■ Supplied entries

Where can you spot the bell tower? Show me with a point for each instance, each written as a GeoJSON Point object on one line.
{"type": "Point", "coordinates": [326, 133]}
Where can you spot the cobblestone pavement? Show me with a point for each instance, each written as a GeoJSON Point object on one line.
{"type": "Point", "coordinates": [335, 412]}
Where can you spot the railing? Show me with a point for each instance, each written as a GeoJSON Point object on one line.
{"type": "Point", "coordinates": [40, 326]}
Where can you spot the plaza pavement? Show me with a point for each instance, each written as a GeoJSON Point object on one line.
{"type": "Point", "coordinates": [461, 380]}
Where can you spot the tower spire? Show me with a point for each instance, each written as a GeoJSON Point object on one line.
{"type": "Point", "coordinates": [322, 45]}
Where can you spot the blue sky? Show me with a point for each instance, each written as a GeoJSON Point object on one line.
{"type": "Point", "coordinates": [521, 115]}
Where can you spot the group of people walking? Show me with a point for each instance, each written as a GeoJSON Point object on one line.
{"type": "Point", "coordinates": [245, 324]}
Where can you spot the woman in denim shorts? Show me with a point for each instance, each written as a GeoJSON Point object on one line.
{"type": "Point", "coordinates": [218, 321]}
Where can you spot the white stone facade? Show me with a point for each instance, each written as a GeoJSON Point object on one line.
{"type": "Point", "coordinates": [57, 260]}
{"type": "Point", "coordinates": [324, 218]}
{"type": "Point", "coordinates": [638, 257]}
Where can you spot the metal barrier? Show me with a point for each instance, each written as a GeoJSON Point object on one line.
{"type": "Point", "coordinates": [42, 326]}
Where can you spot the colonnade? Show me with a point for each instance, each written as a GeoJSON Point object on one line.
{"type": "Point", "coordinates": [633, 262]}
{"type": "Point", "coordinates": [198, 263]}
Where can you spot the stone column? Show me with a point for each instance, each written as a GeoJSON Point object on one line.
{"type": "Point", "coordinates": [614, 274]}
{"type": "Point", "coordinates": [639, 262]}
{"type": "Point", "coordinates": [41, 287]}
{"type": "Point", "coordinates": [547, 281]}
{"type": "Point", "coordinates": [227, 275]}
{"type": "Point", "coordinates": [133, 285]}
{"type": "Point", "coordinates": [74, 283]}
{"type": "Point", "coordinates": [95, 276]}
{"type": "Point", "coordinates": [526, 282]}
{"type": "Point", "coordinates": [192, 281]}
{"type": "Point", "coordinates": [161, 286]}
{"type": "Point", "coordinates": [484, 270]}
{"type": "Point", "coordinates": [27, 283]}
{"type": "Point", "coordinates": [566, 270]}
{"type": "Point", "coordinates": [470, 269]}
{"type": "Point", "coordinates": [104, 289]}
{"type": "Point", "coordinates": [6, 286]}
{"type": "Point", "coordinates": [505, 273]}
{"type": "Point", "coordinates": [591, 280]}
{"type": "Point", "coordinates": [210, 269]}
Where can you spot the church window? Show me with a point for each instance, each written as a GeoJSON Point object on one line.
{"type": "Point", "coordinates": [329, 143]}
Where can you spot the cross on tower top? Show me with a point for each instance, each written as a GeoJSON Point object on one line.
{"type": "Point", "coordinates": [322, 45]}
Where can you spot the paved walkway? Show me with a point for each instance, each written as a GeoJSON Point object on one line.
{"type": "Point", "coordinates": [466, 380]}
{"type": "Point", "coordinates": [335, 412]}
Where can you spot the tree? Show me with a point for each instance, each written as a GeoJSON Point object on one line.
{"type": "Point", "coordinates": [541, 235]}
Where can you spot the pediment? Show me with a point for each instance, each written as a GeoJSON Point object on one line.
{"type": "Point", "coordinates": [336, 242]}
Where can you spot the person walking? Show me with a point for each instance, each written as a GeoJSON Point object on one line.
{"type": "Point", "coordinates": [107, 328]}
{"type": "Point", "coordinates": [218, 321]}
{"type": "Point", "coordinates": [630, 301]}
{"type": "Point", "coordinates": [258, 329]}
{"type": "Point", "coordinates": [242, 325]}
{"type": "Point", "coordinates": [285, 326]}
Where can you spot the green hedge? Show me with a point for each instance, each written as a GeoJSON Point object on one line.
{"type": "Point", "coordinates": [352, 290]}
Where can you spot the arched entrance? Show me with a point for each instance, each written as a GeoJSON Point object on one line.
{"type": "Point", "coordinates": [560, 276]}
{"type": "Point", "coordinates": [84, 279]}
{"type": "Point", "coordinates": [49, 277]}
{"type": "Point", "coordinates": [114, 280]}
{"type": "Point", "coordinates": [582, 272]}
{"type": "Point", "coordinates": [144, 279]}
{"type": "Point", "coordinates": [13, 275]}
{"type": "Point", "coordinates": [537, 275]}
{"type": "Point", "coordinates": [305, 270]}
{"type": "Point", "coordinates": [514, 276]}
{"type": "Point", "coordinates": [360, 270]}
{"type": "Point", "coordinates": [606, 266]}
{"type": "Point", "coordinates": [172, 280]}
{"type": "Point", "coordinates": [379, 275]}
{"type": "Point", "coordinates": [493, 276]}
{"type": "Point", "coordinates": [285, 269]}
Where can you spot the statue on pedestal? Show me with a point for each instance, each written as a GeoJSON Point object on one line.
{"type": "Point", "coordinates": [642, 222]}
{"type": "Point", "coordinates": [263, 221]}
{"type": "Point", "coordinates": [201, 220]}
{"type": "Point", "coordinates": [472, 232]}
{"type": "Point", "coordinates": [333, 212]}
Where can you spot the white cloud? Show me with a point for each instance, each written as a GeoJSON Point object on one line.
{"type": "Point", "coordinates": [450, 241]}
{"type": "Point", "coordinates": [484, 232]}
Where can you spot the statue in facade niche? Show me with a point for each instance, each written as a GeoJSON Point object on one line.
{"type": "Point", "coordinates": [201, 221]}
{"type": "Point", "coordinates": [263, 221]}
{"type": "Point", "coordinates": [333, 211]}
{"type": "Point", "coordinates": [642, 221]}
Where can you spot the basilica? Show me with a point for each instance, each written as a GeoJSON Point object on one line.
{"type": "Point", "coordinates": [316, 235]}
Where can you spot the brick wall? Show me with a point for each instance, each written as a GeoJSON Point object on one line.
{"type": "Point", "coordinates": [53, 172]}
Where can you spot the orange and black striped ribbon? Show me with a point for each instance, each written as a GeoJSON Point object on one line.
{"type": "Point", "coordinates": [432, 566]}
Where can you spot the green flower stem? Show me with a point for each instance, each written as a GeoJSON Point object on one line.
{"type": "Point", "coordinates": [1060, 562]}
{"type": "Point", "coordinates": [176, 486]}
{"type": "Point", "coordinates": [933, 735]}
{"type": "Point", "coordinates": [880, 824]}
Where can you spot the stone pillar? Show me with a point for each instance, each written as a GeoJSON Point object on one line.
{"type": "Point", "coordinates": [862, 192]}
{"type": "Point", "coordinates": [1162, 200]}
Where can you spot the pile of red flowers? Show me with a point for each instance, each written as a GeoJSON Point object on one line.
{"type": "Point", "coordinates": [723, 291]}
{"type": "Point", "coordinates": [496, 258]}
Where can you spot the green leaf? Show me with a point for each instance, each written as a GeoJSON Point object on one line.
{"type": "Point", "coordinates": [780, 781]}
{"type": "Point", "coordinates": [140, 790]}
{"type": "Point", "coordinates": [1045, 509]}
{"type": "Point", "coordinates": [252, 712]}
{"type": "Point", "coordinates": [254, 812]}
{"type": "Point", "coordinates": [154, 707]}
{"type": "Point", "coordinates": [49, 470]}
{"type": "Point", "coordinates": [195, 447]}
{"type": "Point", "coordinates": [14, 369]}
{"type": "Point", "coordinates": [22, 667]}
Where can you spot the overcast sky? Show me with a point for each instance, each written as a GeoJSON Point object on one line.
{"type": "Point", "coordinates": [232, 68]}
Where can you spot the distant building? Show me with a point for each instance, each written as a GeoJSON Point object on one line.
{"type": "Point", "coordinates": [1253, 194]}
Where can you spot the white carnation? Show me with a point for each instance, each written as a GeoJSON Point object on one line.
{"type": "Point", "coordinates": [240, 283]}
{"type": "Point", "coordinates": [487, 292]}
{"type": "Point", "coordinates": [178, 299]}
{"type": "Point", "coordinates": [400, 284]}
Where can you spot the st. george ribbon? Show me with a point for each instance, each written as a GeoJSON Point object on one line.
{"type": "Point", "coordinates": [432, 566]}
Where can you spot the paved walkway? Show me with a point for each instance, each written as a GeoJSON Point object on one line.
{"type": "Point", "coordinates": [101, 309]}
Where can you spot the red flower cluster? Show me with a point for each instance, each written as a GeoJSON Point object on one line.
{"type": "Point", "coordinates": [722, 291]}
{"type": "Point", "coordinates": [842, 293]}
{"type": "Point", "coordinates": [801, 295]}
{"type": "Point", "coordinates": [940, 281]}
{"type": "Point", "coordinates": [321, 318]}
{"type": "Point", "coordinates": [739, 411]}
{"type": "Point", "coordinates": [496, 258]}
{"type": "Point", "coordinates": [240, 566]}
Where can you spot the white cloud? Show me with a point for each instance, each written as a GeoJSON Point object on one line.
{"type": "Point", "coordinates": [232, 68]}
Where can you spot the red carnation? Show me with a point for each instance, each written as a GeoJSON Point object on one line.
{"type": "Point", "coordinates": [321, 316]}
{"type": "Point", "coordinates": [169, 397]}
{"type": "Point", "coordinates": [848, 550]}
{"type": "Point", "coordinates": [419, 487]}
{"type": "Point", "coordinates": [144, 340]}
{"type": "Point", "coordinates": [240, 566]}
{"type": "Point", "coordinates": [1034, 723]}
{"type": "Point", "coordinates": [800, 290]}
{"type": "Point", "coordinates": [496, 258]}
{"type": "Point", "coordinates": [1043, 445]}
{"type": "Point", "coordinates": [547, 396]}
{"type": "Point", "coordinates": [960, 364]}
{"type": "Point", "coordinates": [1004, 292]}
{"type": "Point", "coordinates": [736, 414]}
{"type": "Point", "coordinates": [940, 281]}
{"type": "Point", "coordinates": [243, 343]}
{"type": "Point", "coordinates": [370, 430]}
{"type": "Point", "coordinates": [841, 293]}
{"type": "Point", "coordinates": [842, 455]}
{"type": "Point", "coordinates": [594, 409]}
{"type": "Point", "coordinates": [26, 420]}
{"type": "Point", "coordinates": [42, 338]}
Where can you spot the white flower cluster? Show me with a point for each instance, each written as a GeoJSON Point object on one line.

■ Problem statement
Count the lines in the records above that contain the string "cluster", matching case exactly. Reply with the number only.

■ Finished task
2